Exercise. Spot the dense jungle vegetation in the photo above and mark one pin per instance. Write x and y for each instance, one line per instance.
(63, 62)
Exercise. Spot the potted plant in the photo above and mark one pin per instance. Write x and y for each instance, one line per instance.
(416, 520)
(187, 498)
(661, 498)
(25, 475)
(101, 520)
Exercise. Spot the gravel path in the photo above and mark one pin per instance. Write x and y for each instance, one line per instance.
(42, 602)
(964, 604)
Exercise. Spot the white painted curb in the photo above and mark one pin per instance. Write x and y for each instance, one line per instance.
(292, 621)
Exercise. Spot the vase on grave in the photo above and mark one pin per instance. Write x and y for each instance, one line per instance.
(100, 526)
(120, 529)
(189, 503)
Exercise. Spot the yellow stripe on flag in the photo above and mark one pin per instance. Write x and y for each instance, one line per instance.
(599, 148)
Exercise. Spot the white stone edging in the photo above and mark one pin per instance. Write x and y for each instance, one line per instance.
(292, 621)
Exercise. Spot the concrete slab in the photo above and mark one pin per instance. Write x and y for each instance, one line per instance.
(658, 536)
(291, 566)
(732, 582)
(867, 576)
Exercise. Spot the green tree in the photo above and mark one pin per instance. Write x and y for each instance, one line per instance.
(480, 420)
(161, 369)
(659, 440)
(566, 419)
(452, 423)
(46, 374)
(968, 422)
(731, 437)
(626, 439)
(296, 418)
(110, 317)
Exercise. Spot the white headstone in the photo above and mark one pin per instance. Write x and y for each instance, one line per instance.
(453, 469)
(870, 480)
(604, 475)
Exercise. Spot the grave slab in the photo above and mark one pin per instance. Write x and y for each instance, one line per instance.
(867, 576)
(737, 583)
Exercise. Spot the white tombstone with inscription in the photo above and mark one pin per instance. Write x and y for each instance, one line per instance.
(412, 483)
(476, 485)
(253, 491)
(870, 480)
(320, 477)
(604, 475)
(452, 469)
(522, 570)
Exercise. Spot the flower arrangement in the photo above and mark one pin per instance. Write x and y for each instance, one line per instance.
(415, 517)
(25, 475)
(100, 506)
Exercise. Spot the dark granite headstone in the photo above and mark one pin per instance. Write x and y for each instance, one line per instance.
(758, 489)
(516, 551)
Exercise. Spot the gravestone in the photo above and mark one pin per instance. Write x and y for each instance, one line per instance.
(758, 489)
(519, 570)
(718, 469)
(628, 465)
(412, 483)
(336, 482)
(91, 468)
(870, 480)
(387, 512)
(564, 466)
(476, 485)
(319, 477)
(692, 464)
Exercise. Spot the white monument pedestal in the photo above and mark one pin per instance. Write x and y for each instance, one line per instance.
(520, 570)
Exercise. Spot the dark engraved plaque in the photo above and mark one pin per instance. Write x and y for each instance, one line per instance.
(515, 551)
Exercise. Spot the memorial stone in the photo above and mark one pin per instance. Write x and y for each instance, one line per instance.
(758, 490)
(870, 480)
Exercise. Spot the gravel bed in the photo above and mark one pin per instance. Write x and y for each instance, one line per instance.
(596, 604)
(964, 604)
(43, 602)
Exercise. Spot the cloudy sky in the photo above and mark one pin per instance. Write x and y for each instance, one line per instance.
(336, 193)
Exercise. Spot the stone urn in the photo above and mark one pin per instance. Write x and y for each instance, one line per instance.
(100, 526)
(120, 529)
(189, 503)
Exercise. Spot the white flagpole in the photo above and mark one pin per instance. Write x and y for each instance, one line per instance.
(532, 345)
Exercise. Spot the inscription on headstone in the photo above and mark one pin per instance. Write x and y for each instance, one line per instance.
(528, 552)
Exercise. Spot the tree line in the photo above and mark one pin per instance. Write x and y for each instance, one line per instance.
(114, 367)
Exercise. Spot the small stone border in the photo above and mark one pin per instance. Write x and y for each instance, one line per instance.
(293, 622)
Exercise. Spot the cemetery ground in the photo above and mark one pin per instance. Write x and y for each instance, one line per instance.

- What this task involves
An exact written copy of every entry is the required answer.

- Response box
Exercise. Spot the dense jungle vegetation in the photo above and mark one pin per instance. Write x and y for each instance, one line per instance.
(63, 62)
Exercise. Spot the potted plant in the photo above and mark one pin per instance. Write x and y for each instance, one line per instance.
(416, 520)
(187, 498)
(661, 498)
(25, 475)
(101, 520)
Exercise. Spot the gravel path in the photo above and mark one pin per instance. Write x and y for each instance, one line per instance.
(42, 602)
(964, 604)
Exercise. Spot the white painted curb in the photo above and mark one pin per instance. Write x and y for each instance, one line per instance.
(292, 621)
Exercise. Spot the vase on grave in the photo above and mark one pin per instance. Write x and y for each instance, one line per instance.
(100, 526)
(120, 529)
(189, 503)
Exercise. Spot the yellow stripe on flag in the photo above and mark one pin per instance. Write x and y for each instance, one line per instance.
(599, 148)
Exercise. Spot the white stone edging in the photo above and mark one pin per instance. Write x and y for each instance, one line per instance.
(292, 621)
Exercise. Spot the concrete slab in the photo above and mark one pin per instance. Write x and y for each instance, one line per instance.
(658, 536)
(291, 566)
(732, 582)
(867, 576)
Exercise. Spot the green tree in the photo above and mark one pin per instance. Write x and y for each instance, one line per instance.
(480, 420)
(161, 369)
(659, 440)
(566, 419)
(452, 423)
(46, 374)
(968, 422)
(731, 437)
(626, 439)
(296, 418)
(110, 317)
Exercise. Spot the white headstone in the photo above and mark one pin per instance. Write x and y for each instance, one line per instance.
(453, 469)
(870, 480)
(604, 475)
Exercise. Spot the grave slab in the photo above and mark one pin per instance. Write x and y for each instance, one line per instance.
(867, 576)
(737, 583)
Exercise. Spot the white tombstone with inscription in the photo above and mark one pin per instance. Write x and y for each instance, one line per instance.
(412, 483)
(476, 485)
(253, 491)
(870, 480)
(320, 477)
(604, 475)
(452, 469)
(522, 570)
Exercise. Spot the flower arrangement in the photo above and mark one pin per instance. Write x and y for each instance, one line per instance.
(415, 517)
(25, 475)
(100, 506)
Exercise. Spot the dark granite headstone in the photo above and mark one pin per instance. Write x and y for each instance, one line per instance.
(758, 489)
(516, 551)
Exercise. Spot the gravestone in the photo above and mark one pin per instance. Write x and y for each instance, one line per instance.
(758, 489)
(519, 570)
(718, 469)
(628, 465)
(412, 483)
(336, 482)
(91, 468)
(870, 480)
(387, 512)
(564, 466)
(476, 485)
(319, 477)
(692, 464)
Exercise. Spot the white monument pedestal in the photo above and mark one pin per instance. Write x and y for each instance, one line per instance.
(520, 570)
Exercise. Spot the dark engraved plaque in the photo above and mark one pin per instance. Write x and y for each instance, one line per instance.
(515, 551)
Exercise. Spot the memorial stone in the photo above and mark one pin per instance. Write x and y for each instance, one line per instance.
(758, 490)
(870, 480)
Exercise. Spot the gravel bed in the photo above and mark one pin per instance. Write x and y for each instance, one line per instance.
(596, 604)
(964, 604)
(43, 602)
Exercise. Spot the cloudy sky in the photo above and mark one pin per instance. Write x and y for each instance, one line per instance.
(336, 193)
Exercise. Spot the stone urn in the photo above and mark one pin per instance. Write x and y for each instance, one line per instance.
(100, 526)
(120, 529)
(189, 503)
Exercise. Spot the white flagpole in the photo above and mark one pin per instance. Write x and y for each instance, one line per instance.
(532, 345)
Exercise. Spot the inscription on headstone in the photo above and mark one pin per instance. Write x and y for each instance, one line per instance.
(528, 552)
Exercise. Spot the tree line in the photo above and mark one pin per instance. Write x and y for each instance, one line per instance.
(114, 367)
Exercise. Spot the small stone border in the photo above and mark one pin per instance. Write x and y for each instance, one line per instance.
(293, 622)
Exercise. Spot the cemetery ground in the photo above and mark one pin per instance. Write x and y for each instance, one line per instance.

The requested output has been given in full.